Short exercise –
Please repeat the listing below word for word, starting at its first line and ending at the line that contains "195), (314, 411)]", with both ends included. Leave the pictures out of your answer.
++++++++
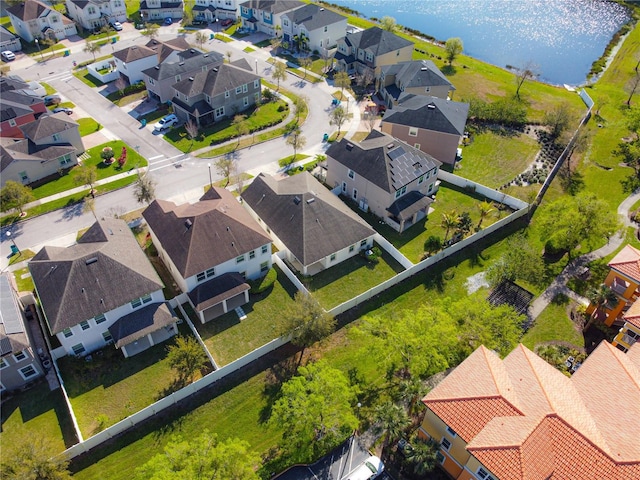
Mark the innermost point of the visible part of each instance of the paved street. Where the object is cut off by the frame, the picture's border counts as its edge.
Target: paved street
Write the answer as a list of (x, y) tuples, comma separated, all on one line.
[(180, 177)]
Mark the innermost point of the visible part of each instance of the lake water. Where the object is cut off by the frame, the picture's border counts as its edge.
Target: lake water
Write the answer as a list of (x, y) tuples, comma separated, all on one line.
[(561, 37)]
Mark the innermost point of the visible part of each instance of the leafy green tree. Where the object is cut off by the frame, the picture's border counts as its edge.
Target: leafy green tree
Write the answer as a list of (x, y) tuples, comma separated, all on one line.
[(307, 322), (202, 458), (279, 73), (186, 357), (452, 48), (33, 459), (15, 195), (314, 411)]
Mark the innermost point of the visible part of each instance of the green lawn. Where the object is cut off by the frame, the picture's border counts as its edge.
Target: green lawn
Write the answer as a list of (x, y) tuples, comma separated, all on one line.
[(228, 338), (265, 115), (116, 387), (349, 278), (37, 412), (493, 159), (554, 324)]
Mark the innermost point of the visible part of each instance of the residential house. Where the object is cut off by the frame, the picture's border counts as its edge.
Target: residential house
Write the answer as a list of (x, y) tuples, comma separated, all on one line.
[(313, 28), (102, 290), (265, 15), (9, 41), (304, 219), (386, 176), (210, 247), (33, 19), (161, 78), (18, 363), (95, 14), (520, 418), (210, 10), (369, 50), (215, 94), (158, 10), (432, 125), (419, 77), (51, 143)]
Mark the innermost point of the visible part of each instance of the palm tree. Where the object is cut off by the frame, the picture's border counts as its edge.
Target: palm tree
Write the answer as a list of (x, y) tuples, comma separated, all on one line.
[(390, 420), (484, 208), (449, 221), (600, 297)]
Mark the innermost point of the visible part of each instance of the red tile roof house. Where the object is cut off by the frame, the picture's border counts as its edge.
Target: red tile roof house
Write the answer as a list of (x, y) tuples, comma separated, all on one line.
[(520, 418), (210, 247), (102, 290)]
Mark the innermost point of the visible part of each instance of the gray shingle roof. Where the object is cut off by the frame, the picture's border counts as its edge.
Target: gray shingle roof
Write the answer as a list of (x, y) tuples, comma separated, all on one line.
[(141, 322), (430, 113), (310, 220), (383, 160), (313, 17), (377, 40), (171, 69), (104, 270), (218, 230), (216, 81)]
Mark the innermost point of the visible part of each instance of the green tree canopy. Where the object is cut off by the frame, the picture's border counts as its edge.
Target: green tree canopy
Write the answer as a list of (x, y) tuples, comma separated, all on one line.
[(315, 411), (202, 458)]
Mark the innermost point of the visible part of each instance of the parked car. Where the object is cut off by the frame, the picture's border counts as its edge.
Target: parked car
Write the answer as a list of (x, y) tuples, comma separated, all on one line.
[(166, 122), (8, 56), (66, 110), (52, 100)]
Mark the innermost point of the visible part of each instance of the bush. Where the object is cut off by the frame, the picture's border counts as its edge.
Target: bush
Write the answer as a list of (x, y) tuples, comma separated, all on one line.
[(263, 283)]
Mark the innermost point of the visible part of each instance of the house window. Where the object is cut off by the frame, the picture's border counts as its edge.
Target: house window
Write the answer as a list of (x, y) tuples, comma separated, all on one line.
[(18, 357), (446, 444), (28, 372)]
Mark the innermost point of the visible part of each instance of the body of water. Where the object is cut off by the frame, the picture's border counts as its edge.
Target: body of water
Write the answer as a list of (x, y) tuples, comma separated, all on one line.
[(561, 37)]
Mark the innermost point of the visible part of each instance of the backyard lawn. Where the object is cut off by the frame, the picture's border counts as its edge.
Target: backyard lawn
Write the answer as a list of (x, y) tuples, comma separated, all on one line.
[(37, 412), (228, 338), (349, 278)]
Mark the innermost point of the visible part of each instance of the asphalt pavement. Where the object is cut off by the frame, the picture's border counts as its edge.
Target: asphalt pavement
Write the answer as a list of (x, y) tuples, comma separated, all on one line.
[(179, 177)]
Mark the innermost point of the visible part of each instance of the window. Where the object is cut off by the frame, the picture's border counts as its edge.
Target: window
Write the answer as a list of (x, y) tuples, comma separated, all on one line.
[(78, 349), (18, 357), (28, 372), (446, 444)]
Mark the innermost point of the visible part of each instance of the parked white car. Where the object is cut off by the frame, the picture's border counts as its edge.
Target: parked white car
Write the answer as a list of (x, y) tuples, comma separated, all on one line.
[(166, 122)]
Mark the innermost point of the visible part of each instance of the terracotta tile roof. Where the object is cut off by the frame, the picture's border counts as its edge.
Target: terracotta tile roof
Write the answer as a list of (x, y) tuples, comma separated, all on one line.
[(627, 262)]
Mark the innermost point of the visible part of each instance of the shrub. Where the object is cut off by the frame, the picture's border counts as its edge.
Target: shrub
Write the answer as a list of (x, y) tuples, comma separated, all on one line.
[(263, 283)]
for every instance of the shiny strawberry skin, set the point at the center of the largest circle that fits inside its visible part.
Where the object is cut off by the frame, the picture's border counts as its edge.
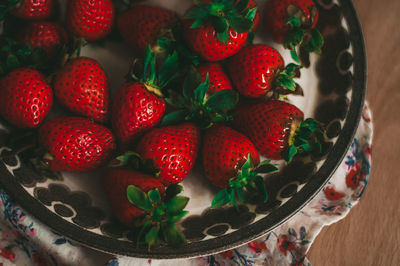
(82, 86)
(115, 183)
(142, 25)
(135, 111)
(89, 19)
(26, 98)
(254, 69)
(77, 144)
(203, 41)
(268, 125)
(218, 79)
(43, 34)
(173, 150)
(33, 9)
(224, 152)
(276, 13)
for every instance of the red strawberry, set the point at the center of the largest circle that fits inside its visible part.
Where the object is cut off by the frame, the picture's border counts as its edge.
(138, 105)
(277, 129)
(224, 152)
(292, 22)
(26, 98)
(142, 25)
(218, 79)
(91, 20)
(43, 34)
(33, 9)
(76, 144)
(258, 69)
(135, 110)
(232, 163)
(173, 150)
(82, 86)
(213, 34)
(116, 182)
(203, 102)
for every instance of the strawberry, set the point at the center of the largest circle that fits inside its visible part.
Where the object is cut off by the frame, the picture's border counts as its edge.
(30, 9)
(216, 30)
(142, 25)
(26, 97)
(277, 129)
(218, 79)
(82, 87)
(141, 202)
(116, 182)
(88, 19)
(292, 22)
(259, 69)
(138, 106)
(75, 144)
(198, 103)
(43, 34)
(231, 162)
(173, 150)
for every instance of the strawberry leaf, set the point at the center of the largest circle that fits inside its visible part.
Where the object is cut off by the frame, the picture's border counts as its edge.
(154, 196)
(223, 100)
(259, 182)
(172, 191)
(176, 204)
(315, 43)
(220, 24)
(201, 90)
(222, 198)
(192, 80)
(168, 70)
(251, 13)
(174, 118)
(137, 197)
(172, 235)
(241, 25)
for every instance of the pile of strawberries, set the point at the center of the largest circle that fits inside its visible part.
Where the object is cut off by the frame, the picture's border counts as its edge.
(197, 86)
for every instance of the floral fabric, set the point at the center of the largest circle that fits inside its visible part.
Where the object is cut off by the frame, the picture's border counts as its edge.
(26, 241)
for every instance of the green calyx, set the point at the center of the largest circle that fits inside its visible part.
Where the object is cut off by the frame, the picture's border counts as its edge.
(194, 105)
(285, 83)
(133, 160)
(304, 139)
(155, 79)
(247, 185)
(223, 14)
(174, 41)
(161, 215)
(6, 6)
(301, 34)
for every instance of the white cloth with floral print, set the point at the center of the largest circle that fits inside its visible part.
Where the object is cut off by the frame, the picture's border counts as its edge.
(26, 241)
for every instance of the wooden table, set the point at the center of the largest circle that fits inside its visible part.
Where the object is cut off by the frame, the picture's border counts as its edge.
(370, 234)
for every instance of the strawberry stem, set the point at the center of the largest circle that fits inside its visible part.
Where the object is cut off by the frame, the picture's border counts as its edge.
(161, 215)
(247, 185)
(304, 139)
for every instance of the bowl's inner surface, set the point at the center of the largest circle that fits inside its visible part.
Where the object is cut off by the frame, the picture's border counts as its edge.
(80, 201)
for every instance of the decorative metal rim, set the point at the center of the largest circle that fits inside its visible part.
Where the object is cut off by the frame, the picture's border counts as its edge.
(243, 235)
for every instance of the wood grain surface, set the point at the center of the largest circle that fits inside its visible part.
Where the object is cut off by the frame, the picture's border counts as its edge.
(370, 234)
++++++++
Written response –
Mark the innermost point of the visible part of each instance of the paved street. Where the object is cut off by the frame, the picture's border counts as its edge.
Target: paved street
Write the answer as a list of (x, y) tuples, comma separated, all on one line.
[(180, 177)]
Mark the innermost point of the visible part of each instance of the lake water. Where the object is cut off by the frame, the picture's border counts as its edge.
Target: lake water
Write the answer as a list of (x, y) tuples, comma separated, all on one line.
[(561, 37)]
Mark the innermost point of the visible part of each instance of the leafy green tree. Where the object is cut off by the frame, the picture's border counts as its edge.
Target: leafy green tree
Write the answer as a list of (x, y) tuples, comma separated, all on one line.
[(307, 322), (202, 458), (279, 73), (186, 357), (452, 48), (33, 459), (15, 195), (314, 411)]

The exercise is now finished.